> [Source extract]:
● ● ●
Accelerated Learning with Linear Temporal Logic using Differentiable Simulation¶
Conference: ICLR 2026
OpenReview: https://openreview.net/forum?id=zbdhhlIy8o
Code: To be confirmed
Area: Reinforcement Learning / Formal Methods / Differentiable Simulation
Keywords: Linear Temporal Logic (LTL), Differentiable Simulation, Safe Reinforcement Learning, Sparse Rewards, Büchi Automaton, Soft Labels
TL;DR¶
This paper bridges the gap between Linear Temporal Logic (LTL) specifications and differentiable physics simulators for the first time. By applying "soft-label" relaxation to the discrete transitions of the automaton, the authors derive rewards and state representations that are differentiable with respect to states and actions. This allows first-order gradient algorithms (SHAC/AHAC) to learn efficiently directly from formal specifications, doubling the training speed and returns compared to discrete baselines on contact-rich continuous control tasks.
Background & Motivation¶
Background: To ensure RL controllers satisfy safety and reliability constraints in the real world, common practices include Constrained MDPs (keeping cumulative costs within a budget) or state avoidance (avoiding dangerous states/actions).
Limitations of Prior Work: Constrained MDPs rely on additive cost functions, but assigning meaningful scalar costs to various hazards is inherently difficult. State avoidance tends to learn overly conservative policies and cannot express "trajectory-level" temporal requirements (e.g., visit A then B, always avoid C, visit D infinitely often). While formal languages like LTL provide "correct-by-construction" goals with built-in automaton memory suitable for long-horizon tasks, their rewards are extremely sparse. Agents often explore large state spaces blindly before receiving the first non-zero reward, and heuristic reward shaping for LTL can destroy goal correctness and mislead exploration.
Key Challenge: LTL provides correct but unlearnable (sparse, discrete, non-differentiable) goals, while differentiable simulators provide low-variance first-order gradients but require continuous differentiable rewards—the two are naturally incompatible.
Goal: To accelerate learning of long-horizon temporal tasks using gradients from differentiable simulators without sacrificing the correctness and expressivity of LTL.
Key Insight: [Soft-label relaxation] By replacing the hard-threshold truth values of atomic propositions with sigmoid probabilities, the "deterministic automaton indicator vector" is replaced by a "probabilistic superposition state" across all automaton states. This transforms LDBA label transitions, \(\epsilon\)-transitions, rewards, and discounts into differentiable tensor operations. Simultaneously, a tunable upper bound is provided for the gap between discrete and differentiable returns, ensuring the relaxed objective still approximates the true satisfaction probability.
● ● ●
Saved entries
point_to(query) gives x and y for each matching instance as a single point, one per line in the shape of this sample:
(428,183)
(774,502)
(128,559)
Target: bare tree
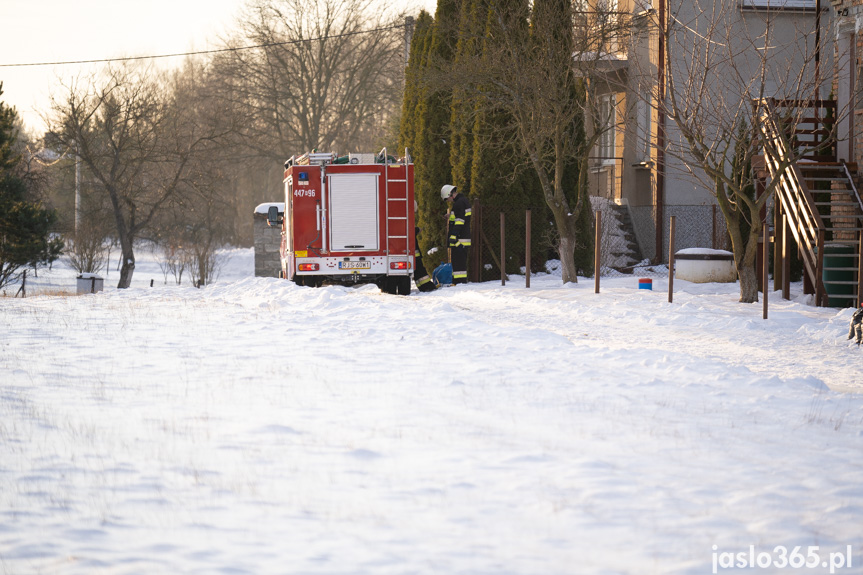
(720,58)
(546,80)
(136,139)
(327,74)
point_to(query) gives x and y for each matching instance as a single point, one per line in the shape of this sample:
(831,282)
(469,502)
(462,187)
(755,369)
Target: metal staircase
(821,210)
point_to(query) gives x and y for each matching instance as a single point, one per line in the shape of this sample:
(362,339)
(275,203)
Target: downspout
(660,134)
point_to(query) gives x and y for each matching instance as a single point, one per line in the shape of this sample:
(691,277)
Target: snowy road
(257,427)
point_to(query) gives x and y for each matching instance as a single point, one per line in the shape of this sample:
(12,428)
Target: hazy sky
(33,31)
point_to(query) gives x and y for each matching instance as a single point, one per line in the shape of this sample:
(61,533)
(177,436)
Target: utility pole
(409,34)
(77,191)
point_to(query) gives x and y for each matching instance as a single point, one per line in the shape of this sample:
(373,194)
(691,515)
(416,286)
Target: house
(639,162)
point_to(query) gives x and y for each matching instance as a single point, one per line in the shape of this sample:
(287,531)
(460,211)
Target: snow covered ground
(258,427)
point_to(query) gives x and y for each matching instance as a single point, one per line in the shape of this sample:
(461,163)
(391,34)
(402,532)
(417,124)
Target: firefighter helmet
(447,191)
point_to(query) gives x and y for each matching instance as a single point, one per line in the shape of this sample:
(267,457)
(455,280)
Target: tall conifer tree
(433,131)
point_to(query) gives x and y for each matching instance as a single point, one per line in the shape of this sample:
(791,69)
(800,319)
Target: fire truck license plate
(355,265)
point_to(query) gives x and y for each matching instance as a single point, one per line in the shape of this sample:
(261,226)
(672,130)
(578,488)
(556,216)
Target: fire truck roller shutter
(353,206)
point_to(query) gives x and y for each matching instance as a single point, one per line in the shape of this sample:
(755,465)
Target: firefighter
(459,231)
(856,328)
(421,276)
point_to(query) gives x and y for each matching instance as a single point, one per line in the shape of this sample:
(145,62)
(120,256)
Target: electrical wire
(203,52)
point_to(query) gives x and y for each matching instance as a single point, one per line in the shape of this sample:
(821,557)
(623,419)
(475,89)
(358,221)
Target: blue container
(442,275)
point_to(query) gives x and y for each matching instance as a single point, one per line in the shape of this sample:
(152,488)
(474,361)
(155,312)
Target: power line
(203,52)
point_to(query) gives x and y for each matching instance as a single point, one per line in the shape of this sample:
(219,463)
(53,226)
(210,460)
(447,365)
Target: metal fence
(695,227)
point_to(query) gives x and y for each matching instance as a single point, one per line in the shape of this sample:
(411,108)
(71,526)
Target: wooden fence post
(527,253)
(671,226)
(765,282)
(502,251)
(596,251)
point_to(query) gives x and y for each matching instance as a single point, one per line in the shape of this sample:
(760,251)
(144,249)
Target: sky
(37,31)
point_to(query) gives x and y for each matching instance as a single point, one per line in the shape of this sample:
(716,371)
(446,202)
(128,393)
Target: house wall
(683,190)
(268,241)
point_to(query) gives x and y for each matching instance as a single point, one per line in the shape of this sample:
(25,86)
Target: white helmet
(447,191)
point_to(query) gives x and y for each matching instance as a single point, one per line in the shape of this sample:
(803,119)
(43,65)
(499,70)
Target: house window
(608,125)
(778,4)
(642,144)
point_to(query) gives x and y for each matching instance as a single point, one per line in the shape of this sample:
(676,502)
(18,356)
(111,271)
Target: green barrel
(839,256)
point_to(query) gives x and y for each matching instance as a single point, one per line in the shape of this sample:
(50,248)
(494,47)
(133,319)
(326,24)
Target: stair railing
(791,191)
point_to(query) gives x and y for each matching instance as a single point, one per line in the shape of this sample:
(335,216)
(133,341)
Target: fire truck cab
(348,220)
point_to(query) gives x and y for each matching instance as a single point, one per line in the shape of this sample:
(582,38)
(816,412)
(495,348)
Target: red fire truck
(348,220)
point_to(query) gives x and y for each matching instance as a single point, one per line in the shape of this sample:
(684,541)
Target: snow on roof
(778,4)
(703,252)
(265,207)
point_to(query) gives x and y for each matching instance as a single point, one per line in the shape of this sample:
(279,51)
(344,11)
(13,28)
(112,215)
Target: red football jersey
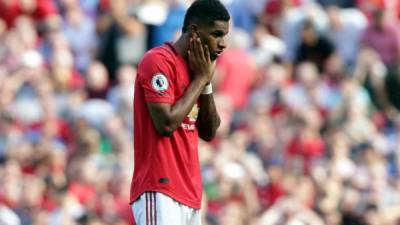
(169,165)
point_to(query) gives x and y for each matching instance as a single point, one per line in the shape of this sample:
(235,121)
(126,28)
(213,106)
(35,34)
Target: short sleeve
(156,76)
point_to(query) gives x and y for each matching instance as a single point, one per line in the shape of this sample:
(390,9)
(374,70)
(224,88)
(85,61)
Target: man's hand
(200,63)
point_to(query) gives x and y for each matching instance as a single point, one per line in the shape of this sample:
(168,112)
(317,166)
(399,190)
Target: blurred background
(308,92)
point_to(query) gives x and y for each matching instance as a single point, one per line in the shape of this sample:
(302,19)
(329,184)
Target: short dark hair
(205,12)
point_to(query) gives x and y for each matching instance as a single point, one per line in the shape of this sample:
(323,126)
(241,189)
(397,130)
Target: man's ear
(193,30)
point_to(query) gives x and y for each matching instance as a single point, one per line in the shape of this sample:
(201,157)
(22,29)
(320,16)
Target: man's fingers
(207,53)
(201,50)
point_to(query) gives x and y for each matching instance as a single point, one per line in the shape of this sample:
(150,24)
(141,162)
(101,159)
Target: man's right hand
(200,62)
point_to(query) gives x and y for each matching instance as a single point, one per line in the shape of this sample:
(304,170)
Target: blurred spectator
(170,28)
(345,30)
(236,71)
(80,32)
(122,35)
(383,38)
(309,132)
(313,47)
(41,11)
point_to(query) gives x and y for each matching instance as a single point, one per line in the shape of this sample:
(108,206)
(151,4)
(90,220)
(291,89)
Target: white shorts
(154,208)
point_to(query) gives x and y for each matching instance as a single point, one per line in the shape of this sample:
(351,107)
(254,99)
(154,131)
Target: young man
(174,106)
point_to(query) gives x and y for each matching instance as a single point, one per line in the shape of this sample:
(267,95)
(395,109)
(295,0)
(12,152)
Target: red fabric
(168,165)
(238,74)
(307,147)
(11,11)
(83,192)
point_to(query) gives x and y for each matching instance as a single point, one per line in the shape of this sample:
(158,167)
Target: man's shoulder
(162,52)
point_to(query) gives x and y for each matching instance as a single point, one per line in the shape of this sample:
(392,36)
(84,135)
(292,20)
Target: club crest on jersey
(159,82)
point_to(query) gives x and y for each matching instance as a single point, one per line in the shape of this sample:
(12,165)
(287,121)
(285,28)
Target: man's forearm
(208,120)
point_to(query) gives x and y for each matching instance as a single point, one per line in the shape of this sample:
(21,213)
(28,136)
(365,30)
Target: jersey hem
(172,195)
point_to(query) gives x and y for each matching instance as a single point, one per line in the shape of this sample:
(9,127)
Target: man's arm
(167,118)
(208,120)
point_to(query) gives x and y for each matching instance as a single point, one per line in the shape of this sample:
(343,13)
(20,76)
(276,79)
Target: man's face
(214,37)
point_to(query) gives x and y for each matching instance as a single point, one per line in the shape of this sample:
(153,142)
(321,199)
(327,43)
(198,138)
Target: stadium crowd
(308,93)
● ● ●
> [To do]:
Reproduce the passage of the paper summary that runs from "Key Challenge: LTL" up to and including "expressivity of LTL.", keeping every word unchanged. The data shown here was taken from a separate source.

> [Reply]:
Key Challenge: LTL provides correct but unlearnable (sparse, discrete, non-differentiable) goals, while differentiable simulators provide low-variance first-order gradients but require continuous differentiable rewards—the two are naturally incompatible.
Goal: To accelerate learning of long-horizon temporal tasks using gradients from differentiable simulators without sacrificing the correctness and expressivity of LTL.